A yearly faculty evaluation is not like a walk in the park—whether you’re the academic leader implementing it or the teacher on the receiving end. When properly constructed and enacted, however, a comprehensive faculty development framework that includes an evaluation piece can improve staff culture, reduce legal risks, and bolster school enrollment.
(Within this article, we reference our advisory letter, Ideas & Perspectives. That publication is only available to ISM members. If you’d like to learn more about becoming a member, visit our membership page.)
Of course, when that happens, student performance often improves, too—so having a great faculty evaluation and process is imperative.
ISM advocates a two-pronged approach. The first task, the evaluation, focuses on your school’s “essential expectations,” offering a pass-or-fail rubric of factors that apply to everyone. Following the basic evaluation, leaders and teachers can spend most of their time creating “professional growth” plans that are specific to the teacher.
Is your school getting the most from your faculty evaluation?
Look for these five signs to see if it’s time to revamp your staff assessment.
Whether your faculty evaluation is fantastic or faulty, your communication about why you conduct it can make a huge difference in how effective it will be.
Let your faculty know that it is not your intent to criticize their techniques or classroom results—it’s about holding them to a consistent standard. The evaluation is designed to hold everyone to a consistent standard.
Evaluations are typically thought of as a tool used to determine job security. While it can trigger corrective action when needed, the main intention is to simply confirm that everyone is conforming to the elements you believe vital for employment.
After undergoing a successful evaluation, teachers can work with their growth coach to form goals and work toward them. When teachers worry, they may not do it at all—and that does not encourage growth for your teacher, the students, or the school on the whole. Having time to discuss how individual teachers can innovate is vital.

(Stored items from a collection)
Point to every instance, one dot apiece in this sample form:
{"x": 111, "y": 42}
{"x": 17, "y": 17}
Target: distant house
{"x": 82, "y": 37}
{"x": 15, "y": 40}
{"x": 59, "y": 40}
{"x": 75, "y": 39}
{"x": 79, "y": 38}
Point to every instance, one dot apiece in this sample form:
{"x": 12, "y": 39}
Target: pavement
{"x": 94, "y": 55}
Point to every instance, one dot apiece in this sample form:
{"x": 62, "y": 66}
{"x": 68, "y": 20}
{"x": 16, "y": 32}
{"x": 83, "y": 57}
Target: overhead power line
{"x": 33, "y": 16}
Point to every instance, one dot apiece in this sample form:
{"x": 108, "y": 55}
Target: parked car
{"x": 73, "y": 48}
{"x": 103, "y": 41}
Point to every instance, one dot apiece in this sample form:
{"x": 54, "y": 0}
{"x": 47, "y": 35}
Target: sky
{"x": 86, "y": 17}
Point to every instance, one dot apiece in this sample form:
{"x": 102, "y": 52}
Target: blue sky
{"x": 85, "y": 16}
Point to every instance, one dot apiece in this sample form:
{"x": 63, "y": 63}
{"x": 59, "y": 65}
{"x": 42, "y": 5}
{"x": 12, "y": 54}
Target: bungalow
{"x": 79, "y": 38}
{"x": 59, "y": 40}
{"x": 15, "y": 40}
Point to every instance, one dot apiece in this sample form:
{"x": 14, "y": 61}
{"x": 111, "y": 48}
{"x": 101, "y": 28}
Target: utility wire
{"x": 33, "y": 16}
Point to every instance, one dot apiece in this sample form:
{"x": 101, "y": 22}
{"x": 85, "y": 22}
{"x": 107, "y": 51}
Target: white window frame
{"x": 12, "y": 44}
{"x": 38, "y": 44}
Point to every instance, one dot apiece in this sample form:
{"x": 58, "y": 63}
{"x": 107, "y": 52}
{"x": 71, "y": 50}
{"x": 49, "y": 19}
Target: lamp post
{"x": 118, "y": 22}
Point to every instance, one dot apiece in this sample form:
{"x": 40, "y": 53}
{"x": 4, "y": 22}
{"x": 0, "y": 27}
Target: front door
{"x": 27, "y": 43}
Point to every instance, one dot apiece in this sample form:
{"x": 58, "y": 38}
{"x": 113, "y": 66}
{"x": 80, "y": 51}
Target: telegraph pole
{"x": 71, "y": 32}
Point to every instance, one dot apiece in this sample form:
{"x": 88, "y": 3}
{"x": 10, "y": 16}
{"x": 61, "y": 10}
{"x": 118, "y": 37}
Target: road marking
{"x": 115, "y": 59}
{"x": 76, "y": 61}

Stated problem 1: According to the article on faculty evaluation, what three benefits can a properly constructed faculty development framework with an evaluation piece bring?
Stated problem 2: Write a continuation of the article on faculty evaluation, starting after its final sentence.
The records are not needed for any of the tasks.

Exercise response 1: Improved staff culture, reduced legal risks, and bolstered school enrollment.

Exercise response 2:
#2—It’s not consistent.
According to ISM’s research, only 51% of teachers agree or strongly agree that their evaluation procedures are consistent or constructive.
This comes down to the basic evaluation process. Do you pop your head into the classroom randomly once—or a few—times a year and write a report based on what you see? A teacher may not feel that provides a level playing field for a faculty evaluation (though it can be handy to assess other areas of performance).
Schedule time for evaluation. This allows the teacher to prepare and organize information about new programs or teaching methods.
#3—It’s not objective.
When evaluation isn’t objective, a teacher may feel singled out—or fearful for their job. Without holding every teacher to the same evaluation standards, the review doesn’t maintain objectivity. Instead, the faculty evaluation should be an assessment of “essential expectations.”
The “essential expectations” must:
- spell out nonnegotiable actions faculty members must and must not take;
- apply to all faculty members at the school;
- reassure teachers they’ll be notified right away if they are not meeting expectations—and if they will be given a chance to resolve the situation; and
- not use a gradient scale and instead be on a pass/fail basis.
#4—It doesn’t address growth.
ISM recommends a separate “professional growth” framework devoted to the teacher’s professional development. This concentrates on the goals that each teacher subscribes to for the coming year.
Addressing their growth—their career as an educator—is vital so they feel supported. Knowing that you care about their development and are there to cultivate it will nurture a sense of trust and partnership with the teacher.
Ask the teacher their thoughts on new teaching methods, curriculum, staff practices, or classroom projects. Inquire about what they see as their strengths and weaknesses.
Giving your teachers time to be heard could bring up new ideas that go “above and beyond'' for your staff and your school. You are providing the sounding board they need, motivating them to do better, and making their interactions with colleagues and students more positive. There are endless positives if this portion of the evaluation is done effectively.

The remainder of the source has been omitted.